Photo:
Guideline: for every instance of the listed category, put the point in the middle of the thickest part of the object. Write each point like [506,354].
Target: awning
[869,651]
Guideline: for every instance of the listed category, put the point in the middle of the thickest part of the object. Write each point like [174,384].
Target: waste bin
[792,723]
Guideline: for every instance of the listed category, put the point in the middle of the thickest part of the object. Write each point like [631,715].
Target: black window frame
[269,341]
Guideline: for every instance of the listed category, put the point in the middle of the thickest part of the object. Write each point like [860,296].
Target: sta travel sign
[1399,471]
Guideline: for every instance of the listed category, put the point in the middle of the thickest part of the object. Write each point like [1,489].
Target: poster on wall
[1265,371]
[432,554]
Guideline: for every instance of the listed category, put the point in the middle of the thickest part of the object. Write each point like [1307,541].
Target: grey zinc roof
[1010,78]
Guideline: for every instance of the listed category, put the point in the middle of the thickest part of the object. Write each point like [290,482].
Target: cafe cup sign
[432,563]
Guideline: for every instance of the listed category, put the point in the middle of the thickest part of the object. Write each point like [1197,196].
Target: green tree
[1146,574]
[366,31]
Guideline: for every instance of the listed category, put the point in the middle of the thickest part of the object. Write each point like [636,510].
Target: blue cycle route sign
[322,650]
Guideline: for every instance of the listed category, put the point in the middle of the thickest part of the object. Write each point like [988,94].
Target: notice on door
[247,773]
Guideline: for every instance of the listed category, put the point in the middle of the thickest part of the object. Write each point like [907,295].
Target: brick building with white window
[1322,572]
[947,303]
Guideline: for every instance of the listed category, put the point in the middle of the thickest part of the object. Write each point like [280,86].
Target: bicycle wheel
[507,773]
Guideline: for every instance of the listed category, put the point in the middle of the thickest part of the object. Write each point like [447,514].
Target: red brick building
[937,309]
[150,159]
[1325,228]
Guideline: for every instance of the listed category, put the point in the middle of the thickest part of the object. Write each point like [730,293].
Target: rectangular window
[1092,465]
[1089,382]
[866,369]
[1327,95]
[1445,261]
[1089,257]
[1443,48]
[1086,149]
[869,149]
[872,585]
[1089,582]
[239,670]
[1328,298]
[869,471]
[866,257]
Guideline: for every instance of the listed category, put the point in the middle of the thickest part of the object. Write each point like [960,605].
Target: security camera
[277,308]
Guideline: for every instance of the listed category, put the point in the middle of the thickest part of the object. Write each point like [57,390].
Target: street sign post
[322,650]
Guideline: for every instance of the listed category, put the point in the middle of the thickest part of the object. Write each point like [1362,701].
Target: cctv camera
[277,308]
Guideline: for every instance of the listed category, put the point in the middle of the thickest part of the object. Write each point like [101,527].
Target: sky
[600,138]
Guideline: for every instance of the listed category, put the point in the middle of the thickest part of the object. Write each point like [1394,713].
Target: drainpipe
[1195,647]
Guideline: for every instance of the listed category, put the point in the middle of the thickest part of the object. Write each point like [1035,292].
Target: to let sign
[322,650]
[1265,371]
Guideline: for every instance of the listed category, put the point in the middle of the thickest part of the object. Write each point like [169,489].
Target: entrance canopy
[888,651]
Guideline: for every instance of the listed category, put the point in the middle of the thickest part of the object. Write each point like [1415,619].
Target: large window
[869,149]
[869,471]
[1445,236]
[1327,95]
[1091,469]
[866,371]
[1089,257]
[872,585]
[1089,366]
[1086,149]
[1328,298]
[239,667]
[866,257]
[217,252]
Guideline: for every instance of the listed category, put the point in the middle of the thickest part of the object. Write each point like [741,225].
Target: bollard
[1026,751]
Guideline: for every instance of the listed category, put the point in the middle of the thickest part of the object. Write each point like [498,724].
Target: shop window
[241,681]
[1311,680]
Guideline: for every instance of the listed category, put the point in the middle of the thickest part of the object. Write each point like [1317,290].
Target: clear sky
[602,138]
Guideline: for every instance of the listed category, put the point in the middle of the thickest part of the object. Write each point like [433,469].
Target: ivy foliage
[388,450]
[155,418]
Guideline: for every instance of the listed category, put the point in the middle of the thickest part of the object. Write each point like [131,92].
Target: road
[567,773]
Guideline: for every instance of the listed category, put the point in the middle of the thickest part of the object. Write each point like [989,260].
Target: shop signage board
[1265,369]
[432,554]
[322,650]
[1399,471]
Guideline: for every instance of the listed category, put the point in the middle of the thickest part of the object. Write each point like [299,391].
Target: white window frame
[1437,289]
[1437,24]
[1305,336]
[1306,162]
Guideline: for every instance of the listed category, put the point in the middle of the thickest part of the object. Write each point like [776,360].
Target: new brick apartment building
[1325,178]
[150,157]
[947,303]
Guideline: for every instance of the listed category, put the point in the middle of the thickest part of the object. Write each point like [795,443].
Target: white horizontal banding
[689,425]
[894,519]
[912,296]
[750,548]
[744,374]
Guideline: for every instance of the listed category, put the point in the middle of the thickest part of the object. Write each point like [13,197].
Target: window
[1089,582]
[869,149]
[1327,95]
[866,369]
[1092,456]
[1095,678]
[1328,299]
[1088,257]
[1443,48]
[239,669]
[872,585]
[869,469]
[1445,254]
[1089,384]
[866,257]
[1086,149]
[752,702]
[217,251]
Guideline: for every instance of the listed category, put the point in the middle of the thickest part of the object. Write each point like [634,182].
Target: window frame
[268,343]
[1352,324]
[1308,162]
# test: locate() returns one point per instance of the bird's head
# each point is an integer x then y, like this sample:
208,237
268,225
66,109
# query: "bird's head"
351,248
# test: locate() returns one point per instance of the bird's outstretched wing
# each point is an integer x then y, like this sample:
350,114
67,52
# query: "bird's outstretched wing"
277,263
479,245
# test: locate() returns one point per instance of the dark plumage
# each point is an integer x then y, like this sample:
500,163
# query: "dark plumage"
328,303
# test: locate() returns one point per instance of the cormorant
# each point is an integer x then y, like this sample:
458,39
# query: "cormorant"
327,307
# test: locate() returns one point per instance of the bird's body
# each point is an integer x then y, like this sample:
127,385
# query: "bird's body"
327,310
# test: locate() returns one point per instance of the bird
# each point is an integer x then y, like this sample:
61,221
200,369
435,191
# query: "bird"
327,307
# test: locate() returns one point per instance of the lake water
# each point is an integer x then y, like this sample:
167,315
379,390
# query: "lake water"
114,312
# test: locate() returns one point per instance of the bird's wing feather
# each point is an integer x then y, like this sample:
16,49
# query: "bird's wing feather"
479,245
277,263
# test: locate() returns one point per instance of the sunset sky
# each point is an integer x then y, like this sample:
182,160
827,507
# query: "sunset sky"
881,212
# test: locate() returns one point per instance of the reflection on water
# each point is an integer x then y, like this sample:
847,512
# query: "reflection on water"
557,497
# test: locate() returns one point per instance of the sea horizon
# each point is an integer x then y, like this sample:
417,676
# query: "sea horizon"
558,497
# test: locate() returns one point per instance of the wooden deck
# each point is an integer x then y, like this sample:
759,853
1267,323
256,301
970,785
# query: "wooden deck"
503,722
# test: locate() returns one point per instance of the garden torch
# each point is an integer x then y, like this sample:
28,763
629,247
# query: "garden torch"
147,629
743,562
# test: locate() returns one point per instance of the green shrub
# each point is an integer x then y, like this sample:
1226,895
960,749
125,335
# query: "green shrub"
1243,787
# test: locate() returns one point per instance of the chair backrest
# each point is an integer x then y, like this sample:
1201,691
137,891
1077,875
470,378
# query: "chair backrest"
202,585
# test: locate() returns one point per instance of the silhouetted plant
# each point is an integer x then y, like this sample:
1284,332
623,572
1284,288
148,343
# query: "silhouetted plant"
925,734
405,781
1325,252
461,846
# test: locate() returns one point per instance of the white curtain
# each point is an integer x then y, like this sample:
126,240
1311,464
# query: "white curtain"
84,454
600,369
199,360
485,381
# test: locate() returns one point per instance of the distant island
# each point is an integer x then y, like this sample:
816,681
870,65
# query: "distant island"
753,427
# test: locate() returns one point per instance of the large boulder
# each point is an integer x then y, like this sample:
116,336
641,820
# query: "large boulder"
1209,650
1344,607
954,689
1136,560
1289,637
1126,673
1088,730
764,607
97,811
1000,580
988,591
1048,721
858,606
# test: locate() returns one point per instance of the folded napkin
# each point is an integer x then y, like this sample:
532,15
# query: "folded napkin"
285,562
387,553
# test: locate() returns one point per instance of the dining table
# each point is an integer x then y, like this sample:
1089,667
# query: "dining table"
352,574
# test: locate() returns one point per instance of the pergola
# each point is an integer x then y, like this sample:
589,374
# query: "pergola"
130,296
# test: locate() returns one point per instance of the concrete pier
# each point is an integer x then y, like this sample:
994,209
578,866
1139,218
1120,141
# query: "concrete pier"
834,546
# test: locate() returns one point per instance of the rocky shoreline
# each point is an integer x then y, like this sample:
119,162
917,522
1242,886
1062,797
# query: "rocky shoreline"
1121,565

┄┄┄┄┄┄┄┄┄┄

Problem details: Start at the line with "# test: locate() returns one point per instance of the distant" and stop at the end of the records. Write those lines out exactly and add nothing.

Result for this exercise:
# test: locate() returns one point per instance of the distant island
# each point is an integer x then y, like this sample:
816,681
870,65
# query: "distant island"
753,427
# test: locate() returns one point per instance of the large boulder
# each point is an integer x then y, like this sample:
116,336
641,820
# query: "large boulder"
1209,650
1344,607
954,689
1136,560
1289,637
1126,673
1088,730
764,607
97,811
1000,580
988,591
1048,721
858,606
# test: locate() returns one point per instance of the folded napkin
# each point is an integer x then y, like this sample:
532,15
# query: "folded napkin"
285,562
387,553
# test: locate() returns one point per instance of the dining table
# each point is an integer x then y, like this sample:
1089,667
# query: "dining table"
352,574
# test: locate() returns one point per instance of the pergola
# each point is an integer x then y, like this sample:
589,374
# query: "pergola"
130,296
# test: locate() returns one point per instance of the concrete pier
# each point is an integer x then y, like this sample:
994,209
578,866
1139,218
1120,141
# query: "concrete pier"
834,546
# test: locate() returns one point per instance of the rocky shoreline
# each point is an integer x then y, like this sample:
119,162
917,522
1242,886
1062,797
# query: "rocky shoreline"
1121,565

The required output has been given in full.